_SELECTED EXCERPT:_
Cirrhosis is a condition that causes irreversible scarring of the liver. As scar tissue replaces normal tissue, blood flow through your liver is affected. This makes it increasingly difficult for your liver to carry out essential functions, such as detoxifying harmful substances, purifying your blood and manufacturing vital nutrients.

Cirrhosis rarely causes signs and symptoms in its early stages. But as liver function deteriorates, you may experience fatigue, nausea, unintended weight loss, and swelling in your legs and abdomen. In time, jaundice — a yellowing of your skin and the whites of your eyes — and intense itching can develop. You may also experience bleeding from your digestive system that could be severe.

Excessive use of alcohol and chronic infection with the hepatitis C virus are the leading causes of cirrhosis. But other factors — including damaged bile ducts, immune system problems and prolonged exposure to certain environmental toxins — can cause liver scarring, too.

Although liver damage from cirrhosis is irreversible, the disease usually progresses slowly and symptoms are often controllable. Specific treatment for cirrhosis depends on the underlying cause, but anyone with cirrhosis must avoid alcohol and other substances that harm the liver. When damage is so severe that liver function is seriously impaired, a liver transplant may be the only option.

Symptoms

You may not have signs and symptoms of cirrhosis in the early stages of the disease. But as more scar tissue replaces healthy tissue and liver function declines, you may experience some of the following:

* Lack of appetite

* Weight loss

* Nausea

* Small, red spider veins under your skin or easy bruising

* Weakness

* Fatigue

* Yellowing of your skin and eyes and dark, cola-colored urine

* Bleeding from engorged veins in your esophagus or intestines

* Loss of interest in sex

* Fluid in your abdominal cavity (ascites)

_RECORDED INFORMATION:_
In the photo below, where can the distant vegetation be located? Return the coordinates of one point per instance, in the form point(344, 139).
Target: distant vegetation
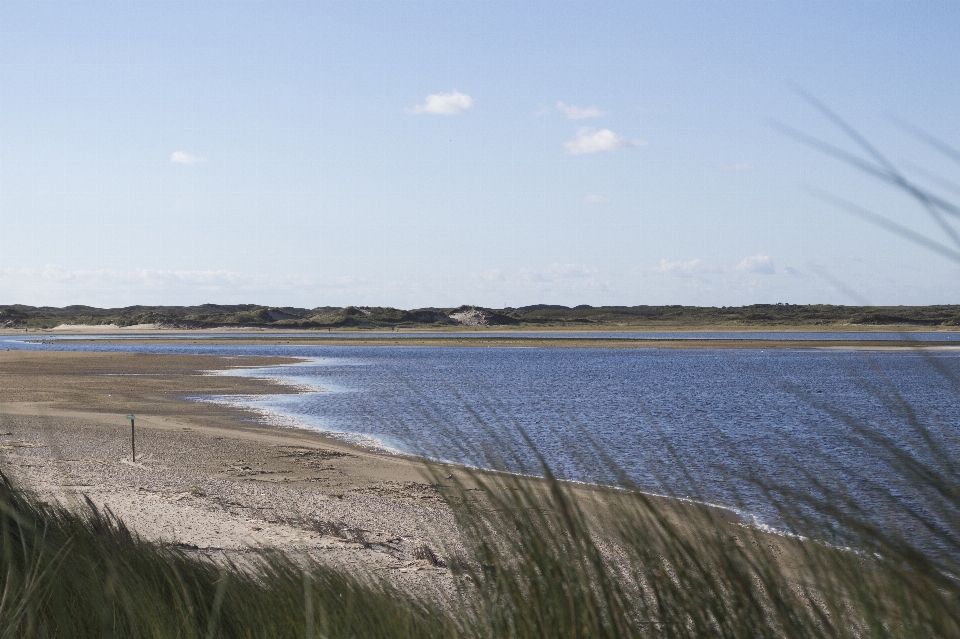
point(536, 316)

==

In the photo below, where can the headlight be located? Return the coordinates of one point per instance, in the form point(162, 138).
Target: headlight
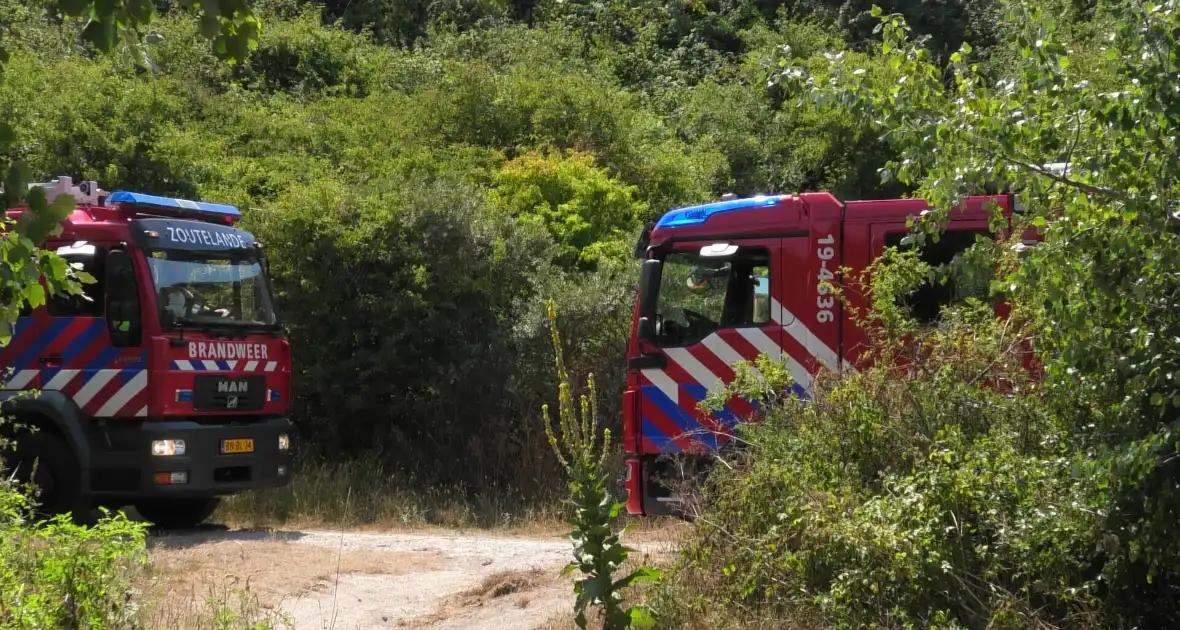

---

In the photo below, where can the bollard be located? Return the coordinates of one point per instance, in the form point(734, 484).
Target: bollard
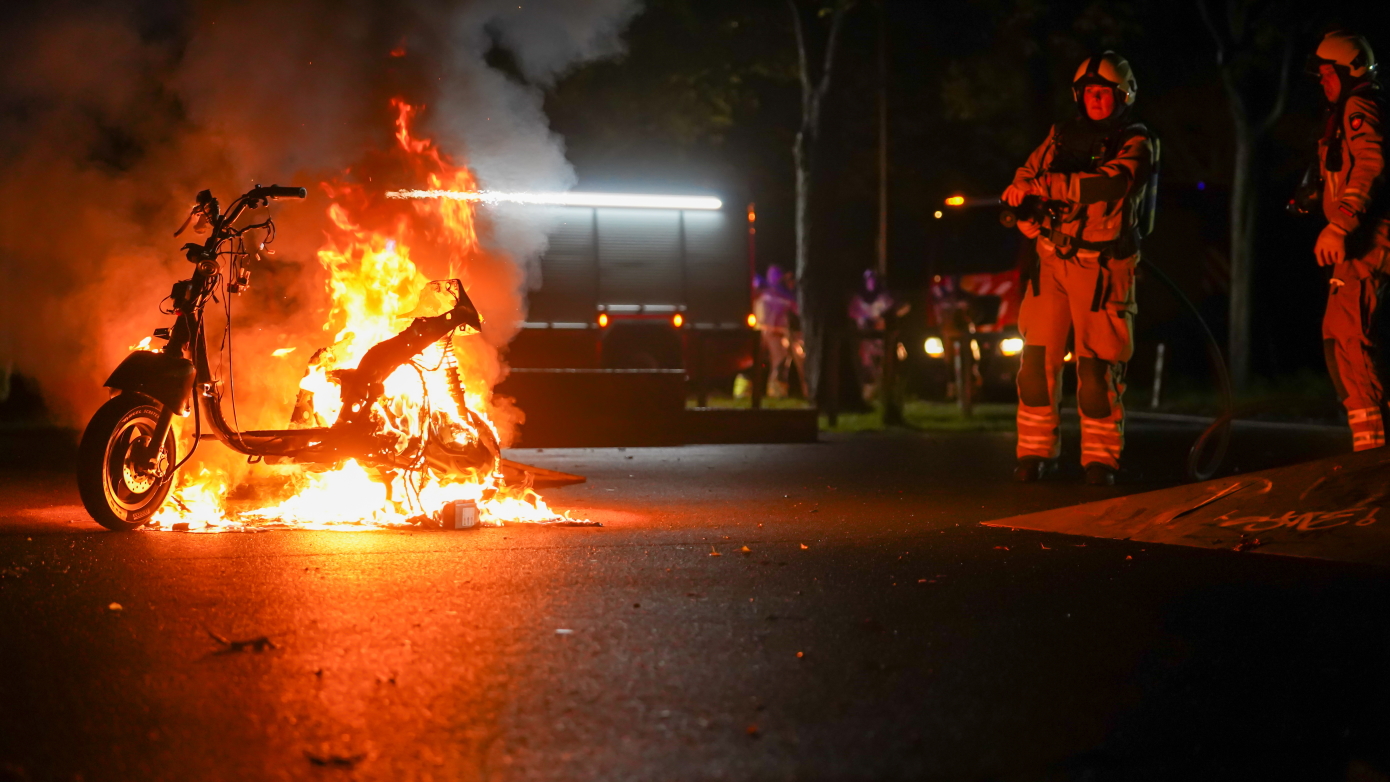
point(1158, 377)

_WORK ORDER A:_
Name every cause of cirrhosis or liver scarring given in the cirrhosis overview.
_WORK ORDER B:_
Resume the cirrhosis overview where it stops.

_WRITTEN RESPONSE A:_
- Excessive use of alcohol
- Chronic infection with the hepatitis C virus
- Damaged bile ducts
- Immune system problems
- Prolonged exposure to certain environmental toxins

_WRITTEN RESPONSE B:_
* Itching on your hands and feet and eventually on your entire body

* Swelling of your legs and feet from retained fluid (edema)

* Mental confusion, such as forgetfulness or trouble concentrating (encephalopathy)

Causes

A healthy liver performs hundreds of vital functions, including processing most of the nutrients absorbed from your intestine, removing drugs, alcohol and other harmful substances from your bloodstream, and manufacturing bile — the greenish fluid stored in your gallbladder that helps digest fats. The liver also produces cholesterol, substances to help your blood clot and certain other proteins.

Because of the complexity of the liver and its exposure to so many potentially toxic substances, it would seem especially vulnerable to disease. But the liver has an amazing capacity for regeneration — it can heal itself by replacing or repairing injured cells. In cirrhosis, however, the healing process seems to go slightly awry. In response to chronic injury, certain liver cells increase dramatically in size and number forming excess scar tissue that interferes with the liver's ability to function. And although groups of cells may continue to regenerate, the pattern of regeneration isn't normal.

What damages the liver?

Many people associate cirrhosis with alcohol abuse, and in fact, chronic alcoholism is the primary cause of cirrhosis in the United States. Alcoholic cirrhosis usually occurs after a decade or more of heavy drinking, although the amount of alcohol that can injure the liver varies from person to person. The liver is particularly vulnerable because it breaks down alcohol into highly toxic chemicals. Some of these chemicals trigger inflammation that eventually destroys liver cells. In time, web-like scars and small knots of abnormal tissue replace healthy liver tissue. In the initial stages of cirrhosis, the liver swells, but it later shrinks as larger areas of scar tissue form.